● **Passage**
┄┄┄┄┄┄
One former staple furbearer is having trouble, and that is the muskrat. For whatever environmental quality reason (likely improved water quality, of all things), muskrat populations are having terrible problems across North America. As a result, some states are carefully studying them. Trapping has a negligible impact on their overall populations.

Another animal that is not at all rare or endangered, but which has been purposefully politicized by people opposed to all trapping is the lynx. Lynx populations from Canada to Alaska are in fine shape.

Lynx do not really live south of the Canadian border, because the habitat conditions here do not support lynx.  However, south of the border, primarily in Maine, lynx are treated as if they are the last remaining examples of their species, and they are now heavily protected.

Lynx are the proverbial tail wagging the trapping dog in Maine. Though silly beyond imagination, newly required lynx exclusion devices have all but ended trapping in Maine. As a result of this silliness, there are certain song birds and native ground-nesting bird species that absolutely will become threatened or endangered, because all of the exploding predator populations no longer being trapped there. Those predators are very hungry and very efficient hunters.

This unintended result from stopping trapping in Maine proves that anti trapping activists do not care about wildlife. Rather, they substitute their sad, sad cartoon-like emotions for logic, reason, and careful thinking. Prohibiting all trapping is their goal, and whatever bad things happening afterwards is of no concern to them. Cute little piping plover birdies on Cape Cod or Long Island will just have to go extinct so the anti trappers can feel good about themselves.
┄┄┄┄┄┄
● **Provided material**
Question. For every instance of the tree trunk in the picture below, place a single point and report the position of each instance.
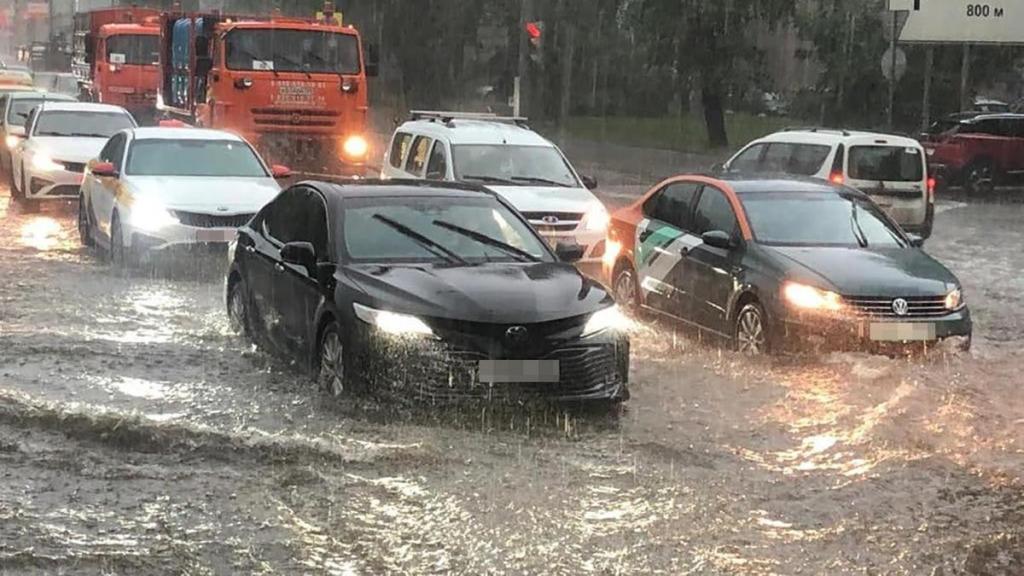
┄┄┄┄┄┄
● **Goal A**
Decide whether each statement agrees with the passage on trapping, answering yes or no and quoting the words of the passage that settle it: (i) Trapping greatly affects overall muskrat populations. (ii) Lynx populations from Canada to Alaska are doing well. (iii) Lynx exclusion devices are optional for trappers in Maine.
● **Goal B**
According to the passage on trapping, what is the likely reason for the problems muskrat populations are having?

● **Expected output A**
(i) No: "Trapping has a negligible impact on their overall populations."
(ii) Yes: "Lynx populations from Canada to Alaska are in fine shape."
(iii) No: "newly required lynx exclusion devices have all but ended trapping in Maine."

● **Expected output B**
Likely improved water quality.